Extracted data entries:
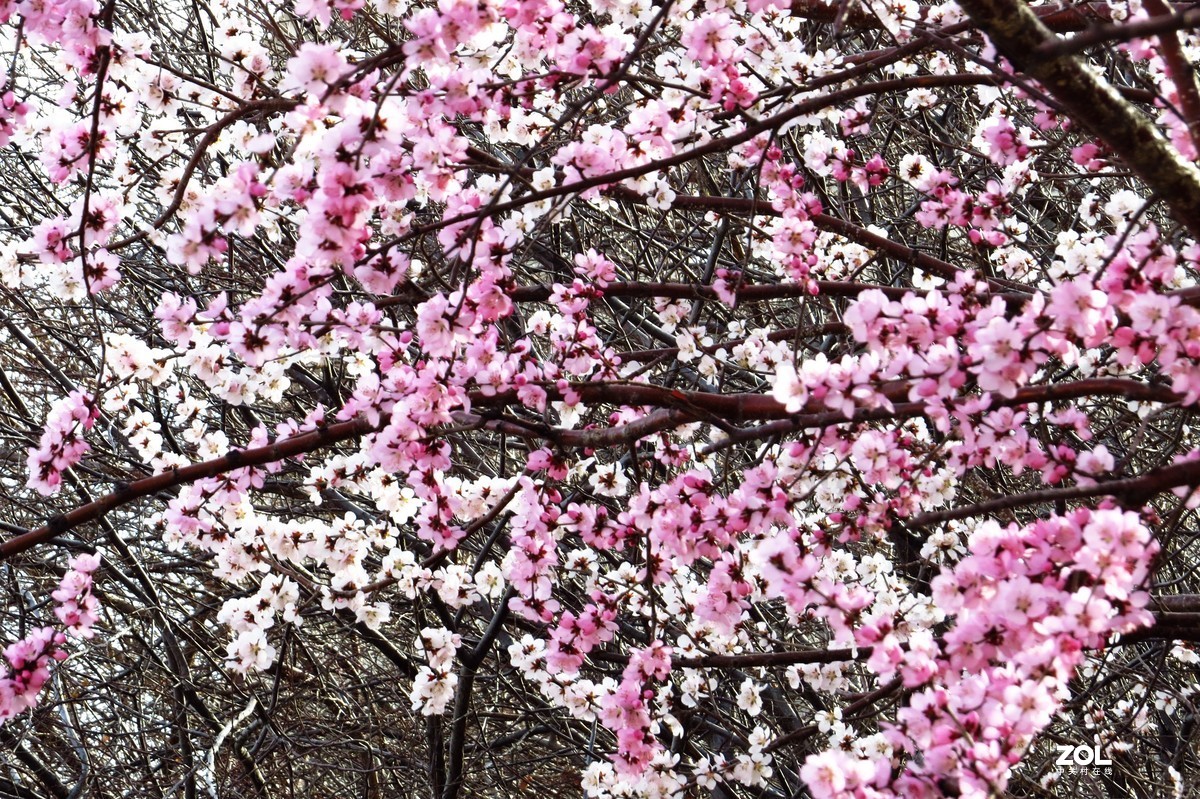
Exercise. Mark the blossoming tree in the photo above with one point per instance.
(672, 398)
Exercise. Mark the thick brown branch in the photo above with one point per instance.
(1019, 36)
(148, 486)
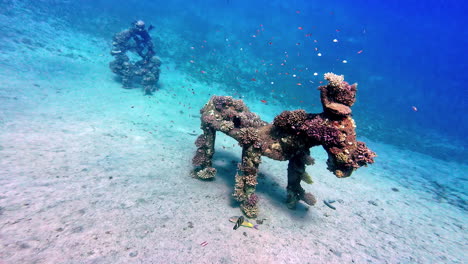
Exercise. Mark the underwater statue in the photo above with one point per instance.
(135, 39)
(289, 137)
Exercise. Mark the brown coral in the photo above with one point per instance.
(248, 136)
(206, 173)
(249, 211)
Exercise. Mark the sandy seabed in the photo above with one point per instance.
(92, 173)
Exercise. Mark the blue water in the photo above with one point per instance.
(408, 57)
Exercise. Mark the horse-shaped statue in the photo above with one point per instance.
(289, 137)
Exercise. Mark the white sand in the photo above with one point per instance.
(92, 173)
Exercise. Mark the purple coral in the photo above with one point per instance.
(201, 140)
(252, 200)
(315, 129)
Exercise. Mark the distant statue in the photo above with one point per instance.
(289, 137)
(135, 39)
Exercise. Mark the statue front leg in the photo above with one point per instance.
(296, 173)
(246, 181)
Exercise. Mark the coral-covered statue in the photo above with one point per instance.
(289, 137)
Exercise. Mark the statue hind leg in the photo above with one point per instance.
(204, 155)
(246, 181)
(296, 174)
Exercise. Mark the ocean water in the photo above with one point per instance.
(94, 173)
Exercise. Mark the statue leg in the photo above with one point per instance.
(204, 155)
(246, 181)
(296, 173)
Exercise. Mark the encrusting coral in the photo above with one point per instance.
(289, 137)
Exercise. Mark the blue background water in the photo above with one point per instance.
(402, 54)
(102, 173)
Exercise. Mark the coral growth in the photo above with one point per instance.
(289, 137)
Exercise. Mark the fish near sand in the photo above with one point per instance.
(240, 221)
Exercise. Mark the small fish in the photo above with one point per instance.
(327, 203)
(240, 221)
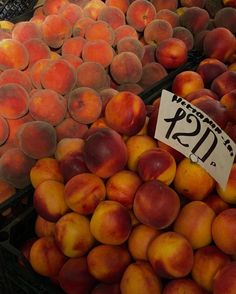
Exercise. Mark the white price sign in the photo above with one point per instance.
(189, 130)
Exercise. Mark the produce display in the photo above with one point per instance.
(117, 210)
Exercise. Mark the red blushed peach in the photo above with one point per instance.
(139, 240)
(194, 222)
(172, 53)
(46, 168)
(211, 259)
(130, 113)
(74, 276)
(186, 82)
(224, 280)
(107, 263)
(37, 139)
(84, 192)
(84, 105)
(121, 187)
(209, 69)
(139, 14)
(15, 167)
(105, 152)
(157, 164)
(219, 43)
(45, 257)
(139, 277)
(110, 223)
(43, 228)
(14, 101)
(49, 200)
(13, 54)
(186, 285)
(224, 83)
(53, 79)
(177, 261)
(55, 30)
(72, 234)
(223, 231)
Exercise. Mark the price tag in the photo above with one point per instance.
(189, 130)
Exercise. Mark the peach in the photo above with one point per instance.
(126, 67)
(107, 263)
(121, 187)
(46, 168)
(45, 257)
(152, 73)
(211, 259)
(224, 44)
(226, 17)
(84, 192)
(47, 105)
(186, 285)
(13, 54)
(194, 223)
(139, 277)
(70, 128)
(15, 167)
(224, 83)
(91, 74)
(72, 234)
(184, 35)
(60, 76)
(49, 200)
(136, 145)
(154, 196)
(172, 53)
(139, 241)
(209, 69)
(74, 276)
(156, 164)
(130, 113)
(139, 14)
(55, 30)
(73, 45)
(224, 279)
(186, 82)
(14, 101)
(84, 105)
(25, 30)
(114, 16)
(43, 228)
(157, 30)
(110, 223)
(171, 255)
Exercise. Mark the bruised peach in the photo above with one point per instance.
(45, 257)
(156, 204)
(110, 223)
(72, 234)
(177, 261)
(107, 263)
(105, 152)
(74, 276)
(194, 223)
(130, 113)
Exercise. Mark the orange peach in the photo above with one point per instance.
(72, 234)
(45, 257)
(139, 277)
(111, 223)
(171, 255)
(194, 222)
(107, 263)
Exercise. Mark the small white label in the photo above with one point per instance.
(190, 131)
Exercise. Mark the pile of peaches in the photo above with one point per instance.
(117, 210)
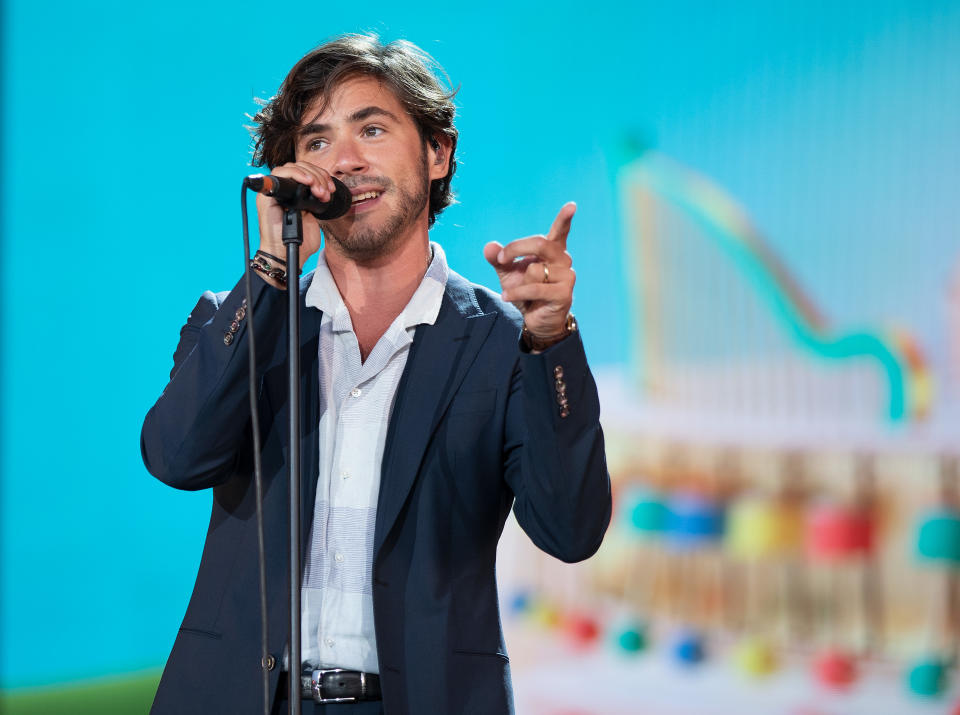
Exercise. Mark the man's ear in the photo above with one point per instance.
(438, 147)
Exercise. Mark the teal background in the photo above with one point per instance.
(835, 125)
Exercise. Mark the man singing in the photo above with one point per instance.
(430, 408)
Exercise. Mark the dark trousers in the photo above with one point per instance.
(307, 707)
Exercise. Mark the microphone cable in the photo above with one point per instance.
(257, 466)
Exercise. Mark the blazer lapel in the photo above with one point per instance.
(439, 359)
(310, 319)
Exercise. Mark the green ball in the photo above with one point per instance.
(649, 515)
(632, 640)
(939, 537)
(927, 678)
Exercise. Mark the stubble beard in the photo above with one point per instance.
(361, 243)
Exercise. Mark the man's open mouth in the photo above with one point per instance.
(365, 196)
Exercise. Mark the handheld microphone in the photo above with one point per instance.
(293, 195)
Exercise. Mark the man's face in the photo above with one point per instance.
(365, 138)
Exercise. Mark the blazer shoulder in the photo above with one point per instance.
(475, 299)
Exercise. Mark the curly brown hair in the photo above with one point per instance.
(411, 74)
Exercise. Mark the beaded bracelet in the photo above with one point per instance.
(260, 265)
(261, 252)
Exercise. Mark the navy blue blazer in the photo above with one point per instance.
(475, 429)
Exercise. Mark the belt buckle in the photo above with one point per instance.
(316, 686)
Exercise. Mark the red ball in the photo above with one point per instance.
(835, 532)
(583, 630)
(835, 669)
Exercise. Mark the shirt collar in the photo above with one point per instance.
(423, 307)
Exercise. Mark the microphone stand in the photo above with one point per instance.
(293, 239)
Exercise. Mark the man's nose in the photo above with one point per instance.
(348, 158)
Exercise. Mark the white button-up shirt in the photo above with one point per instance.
(356, 399)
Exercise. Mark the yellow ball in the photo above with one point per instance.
(755, 657)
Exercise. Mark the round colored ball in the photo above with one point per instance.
(649, 515)
(689, 649)
(836, 532)
(545, 615)
(633, 638)
(694, 520)
(520, 603)
(755, 657)
(835, 669)
(927, 678)
(582, 629)
(939, 537)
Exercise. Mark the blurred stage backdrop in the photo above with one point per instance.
(768, 261)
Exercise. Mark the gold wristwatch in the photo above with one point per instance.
(536, 343)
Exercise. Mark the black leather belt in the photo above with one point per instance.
(335, 685)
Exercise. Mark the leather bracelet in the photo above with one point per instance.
(261, 252)
(260, 265)
(536, 343)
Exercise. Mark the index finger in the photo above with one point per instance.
(561, 224)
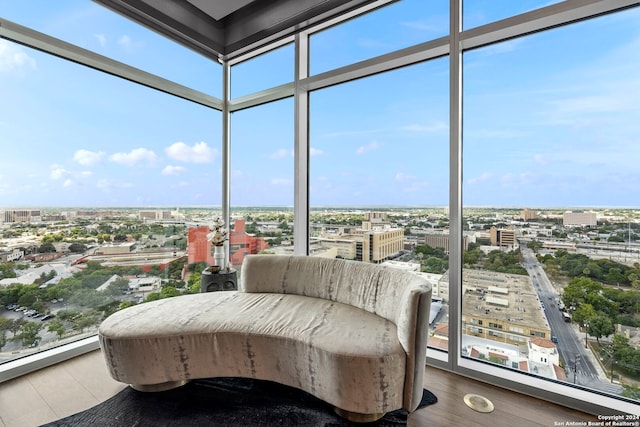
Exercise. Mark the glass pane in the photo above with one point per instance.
(550, 150)
(95, 28)
(262, 186)
(99, 181)
(479, 12)
(397, 26)
(268, 70)
(379, 168)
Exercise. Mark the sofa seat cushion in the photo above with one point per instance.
(326, 348)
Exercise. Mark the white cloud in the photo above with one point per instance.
(107, 185)
(422, 25)
(281, 153)
(101, 39)
(58, 172)
(134, 157)
(14, 58)
(485, 176)
(402, 177)
(433, 128)
(280, 181)
(88, 158)
(173, 170)
(198, 153)
(541, 159)
(126, 42)
(369, 147)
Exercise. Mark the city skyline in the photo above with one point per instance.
(374, 142)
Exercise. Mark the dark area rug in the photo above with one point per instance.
(224, 402)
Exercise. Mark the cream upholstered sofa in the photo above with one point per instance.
(352, 334)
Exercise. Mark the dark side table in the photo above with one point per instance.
(221, 281)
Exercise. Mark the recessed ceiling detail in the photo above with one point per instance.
(228, 28)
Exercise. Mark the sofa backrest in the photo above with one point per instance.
(399, 296)
(371, 287)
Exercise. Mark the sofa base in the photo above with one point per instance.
(151, 388)
(357, 417)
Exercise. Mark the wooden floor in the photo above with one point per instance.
(82, 382)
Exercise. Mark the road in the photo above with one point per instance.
(571, 345)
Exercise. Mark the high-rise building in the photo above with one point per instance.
(580, 219)
(502, 237)
(241, 244)
(528, 214)
(21, 215)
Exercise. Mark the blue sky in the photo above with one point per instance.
(550, 119)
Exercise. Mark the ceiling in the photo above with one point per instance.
(228, 28)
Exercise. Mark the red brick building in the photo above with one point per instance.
(240, 244)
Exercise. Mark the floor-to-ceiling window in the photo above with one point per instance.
(262, 181)
(100, 177)
(549, 142)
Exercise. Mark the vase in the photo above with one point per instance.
(219, 257)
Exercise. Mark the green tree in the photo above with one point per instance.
(29, 334)
(600, 326)
(57, 327)
(583, 313)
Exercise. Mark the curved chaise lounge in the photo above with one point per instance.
(350, 333)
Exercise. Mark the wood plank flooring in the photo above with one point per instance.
(82, 382)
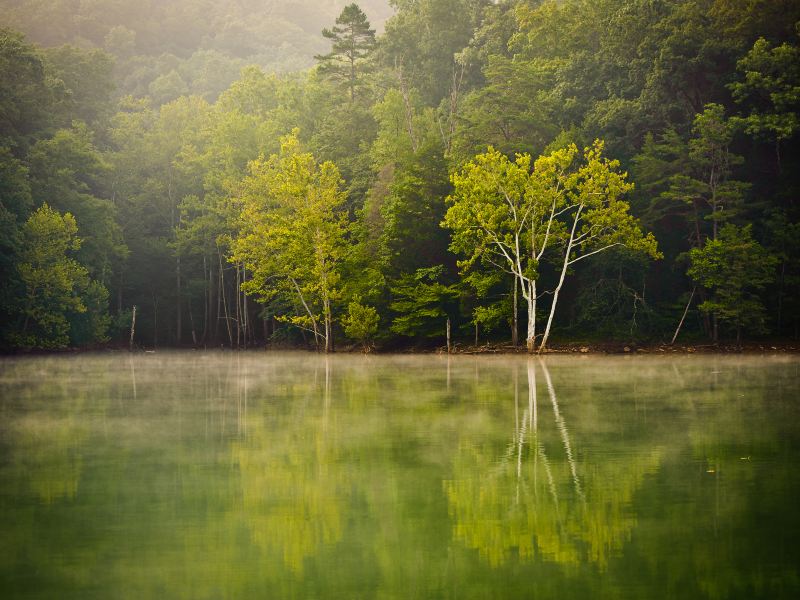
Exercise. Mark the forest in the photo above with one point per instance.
(296, 174)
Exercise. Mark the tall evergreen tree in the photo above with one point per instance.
(353, 40)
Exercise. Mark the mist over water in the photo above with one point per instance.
(210, 475)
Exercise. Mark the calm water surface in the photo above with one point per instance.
(192, 475)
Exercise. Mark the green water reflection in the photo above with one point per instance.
(210, 475)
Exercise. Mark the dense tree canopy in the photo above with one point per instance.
(519, 137)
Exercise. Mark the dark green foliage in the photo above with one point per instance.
(734, 268)
(352, 41)
(696, 99)
(422, 303)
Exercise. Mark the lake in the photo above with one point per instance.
(261, 475)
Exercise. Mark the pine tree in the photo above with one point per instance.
(353, 40)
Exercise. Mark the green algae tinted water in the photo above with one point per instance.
(257, 475)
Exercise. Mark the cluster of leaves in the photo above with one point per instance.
(189, 205)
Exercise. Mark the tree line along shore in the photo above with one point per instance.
(480, 175)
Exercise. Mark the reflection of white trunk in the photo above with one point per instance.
(562, 428)
(529, 293)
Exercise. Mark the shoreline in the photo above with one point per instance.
(569, 348)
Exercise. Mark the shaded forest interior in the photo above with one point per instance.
(298, 174)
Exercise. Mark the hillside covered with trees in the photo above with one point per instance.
(280, 173)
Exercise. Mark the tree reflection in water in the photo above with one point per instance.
(543, 497)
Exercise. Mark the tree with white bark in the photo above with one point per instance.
(563, 208)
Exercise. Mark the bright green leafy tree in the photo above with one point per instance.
(292, 234)
(565, 209)
(55, 284)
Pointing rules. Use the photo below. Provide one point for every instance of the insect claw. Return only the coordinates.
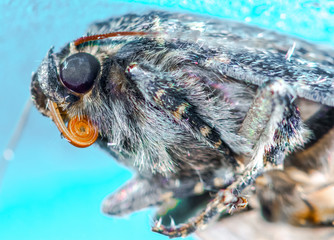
(158, 223)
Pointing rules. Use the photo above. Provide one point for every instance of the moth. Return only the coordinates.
(198, 105)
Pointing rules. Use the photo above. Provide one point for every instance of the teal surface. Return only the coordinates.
(52, 190)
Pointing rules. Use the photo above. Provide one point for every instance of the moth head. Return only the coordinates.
(55, 90)
(64, 88)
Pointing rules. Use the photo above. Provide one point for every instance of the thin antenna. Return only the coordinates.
(8, 153)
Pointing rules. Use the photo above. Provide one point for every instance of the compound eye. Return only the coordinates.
(79, 71)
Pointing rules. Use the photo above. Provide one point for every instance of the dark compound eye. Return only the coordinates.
(79, 71)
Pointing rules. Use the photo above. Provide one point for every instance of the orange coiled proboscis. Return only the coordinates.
(80, 131)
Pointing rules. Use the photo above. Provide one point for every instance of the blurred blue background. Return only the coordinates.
(53, 190)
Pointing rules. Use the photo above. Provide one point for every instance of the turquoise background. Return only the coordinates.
(52, 190)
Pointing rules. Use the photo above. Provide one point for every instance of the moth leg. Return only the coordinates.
(160, 89)
(273, 127)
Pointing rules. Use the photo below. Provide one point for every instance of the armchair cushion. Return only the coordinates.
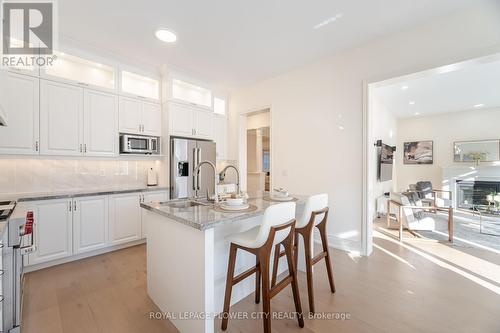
(414, 218)
(424, 189)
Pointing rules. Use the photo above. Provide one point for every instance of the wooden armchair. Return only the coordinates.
(407, 218)
(431, 196)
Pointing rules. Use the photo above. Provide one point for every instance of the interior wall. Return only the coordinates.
(317, 109)
(258, 120)
(18, 176)
(383, 126)
(444, 129)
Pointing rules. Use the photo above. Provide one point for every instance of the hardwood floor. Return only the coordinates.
(415, 287)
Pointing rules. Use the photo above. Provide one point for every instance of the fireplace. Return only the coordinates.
(473, 193)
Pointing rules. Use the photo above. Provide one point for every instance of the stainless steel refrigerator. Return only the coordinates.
(185, 154)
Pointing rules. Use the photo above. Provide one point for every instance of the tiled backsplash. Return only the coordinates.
(40, 175)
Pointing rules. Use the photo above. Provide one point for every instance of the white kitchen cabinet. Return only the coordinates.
(190, 121)
(220, 136)
(53, 231)
(90, 223)
(61, 119)
(151, 119)
(19, 98)
(203, 124)
(139, 117)
(149, 197)
(124, 218)
(181, 119)
(100, 124)
(130, 115)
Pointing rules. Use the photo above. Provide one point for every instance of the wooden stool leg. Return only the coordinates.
(266, 297)
(229, 285)
(324, 242)
(276, 261)
(309, 264)
(295, 287)
(257, 280)
(296, 251)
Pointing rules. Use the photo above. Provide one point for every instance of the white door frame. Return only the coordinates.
(242, 144)
(367, 222)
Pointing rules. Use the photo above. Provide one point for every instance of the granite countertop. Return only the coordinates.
(205, 217)
(23, 197)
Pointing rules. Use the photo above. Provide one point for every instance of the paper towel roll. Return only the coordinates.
(152, 178)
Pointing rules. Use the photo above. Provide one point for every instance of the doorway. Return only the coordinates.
(256, 131)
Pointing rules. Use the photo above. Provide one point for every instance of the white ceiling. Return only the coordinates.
(234, 42)
(449, 89)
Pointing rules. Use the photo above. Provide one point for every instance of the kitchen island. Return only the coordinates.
(187, 256)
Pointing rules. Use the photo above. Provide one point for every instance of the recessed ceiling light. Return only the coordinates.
(328, 21)
(165, 35)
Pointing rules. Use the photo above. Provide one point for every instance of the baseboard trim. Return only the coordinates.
(89, 254)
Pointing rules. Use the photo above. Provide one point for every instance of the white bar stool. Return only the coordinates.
(277, 229)
(315, 215)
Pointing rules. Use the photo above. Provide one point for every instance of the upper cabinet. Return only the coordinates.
(139, 86)
(76, 121)
(19, 96)
(61, 119)
(100, 119)
(190, 121)
(86, 73)
(139, 117)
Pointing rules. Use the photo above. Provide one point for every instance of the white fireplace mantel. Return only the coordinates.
(467, 173)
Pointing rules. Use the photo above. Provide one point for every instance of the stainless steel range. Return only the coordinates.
(17, 240)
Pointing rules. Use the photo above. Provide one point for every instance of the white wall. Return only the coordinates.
(18, 175)
(311, 154)
(258, 120)
(444, 129)
(383, 126)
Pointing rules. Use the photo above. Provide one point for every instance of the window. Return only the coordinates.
(140, 85)
(219, 106)
(190, 93)
(265, 161)
(82, 70)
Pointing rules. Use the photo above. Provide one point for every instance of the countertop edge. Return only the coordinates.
(40, 197)
(205, 226)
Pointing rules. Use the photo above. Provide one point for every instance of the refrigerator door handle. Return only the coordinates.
(198, 158)
(195, 163)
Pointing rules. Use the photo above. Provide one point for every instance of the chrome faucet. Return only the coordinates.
(223, 175)
(216, 180)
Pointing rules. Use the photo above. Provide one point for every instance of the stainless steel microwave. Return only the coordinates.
(139, 144)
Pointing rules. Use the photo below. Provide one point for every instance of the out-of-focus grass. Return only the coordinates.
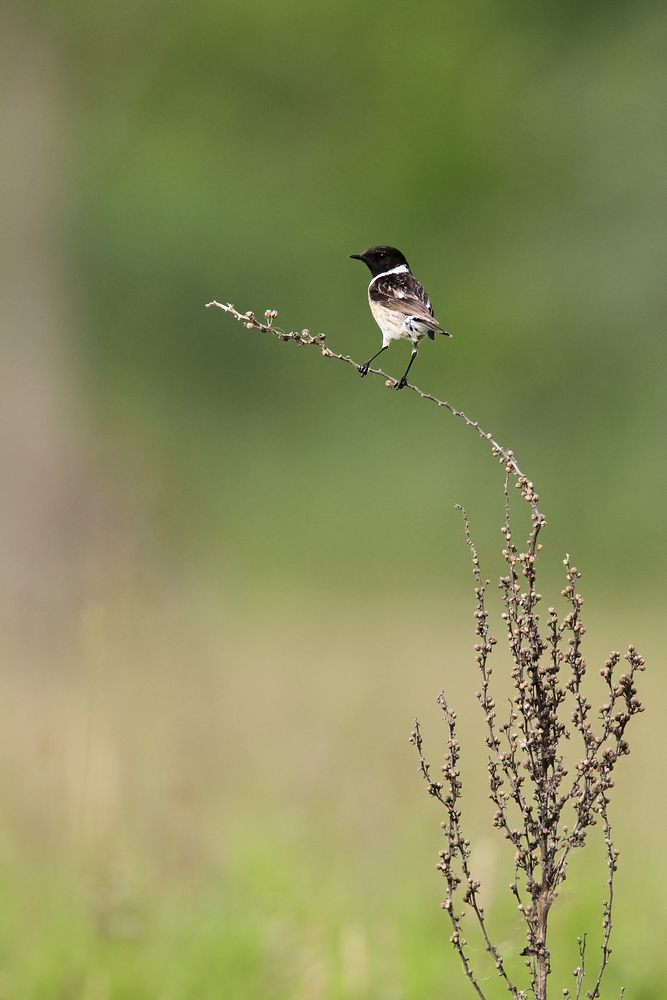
(231, 574)
(206, 804)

● Directive
Only the lines from the line bearing "range. Return only the coordinates." to the end of the listing above, both inclusive, should be extracted verbatim; the pictures are excluded.

● Answer to this exercise
Pointing rules. Use the photo above. Provide one point for every instance of the stainless steel range. Return only the coordinates.
(17, 240)
Pointing rules. Use the photo above. Provide one point for every instance of the white wall. Return only the coordinates.
(18, 175)
(311, 154)
(258, 120)
(444, 129)
(383, 126)
Pointing rules. Use the photo above. Provide one point for every instance of the window. Return only the coordinates.
(140, 85)
(219, 106)
(190, 93)
(265, 161)
(82, 70)
Pointing rules. Use the photo above. Provide one point for every instance of the countertop edge. Return only the coordinates.
(40, 197)
(205, 226)
Pointing rules. Use the photo above. Provide one point for every instance of the refrigerator door handle. Return only the coordinates.
(198, 158)
(195, 163)
Pointing rules. Use the photo above. Provide one point for every instance of the chrome faucet. Return only the coordinates.
(223, 175)
(216, 180)
Pointing rules. Use the photo above. Provide one point for every instance of the stainless steel microwave. Return only the coordinates.
(139, 144)
Pointing rules. Use the photo below. Provide one point for every instance of the out-of-focus grass. Return only the coordinates.
(231, 574)
(206, 804)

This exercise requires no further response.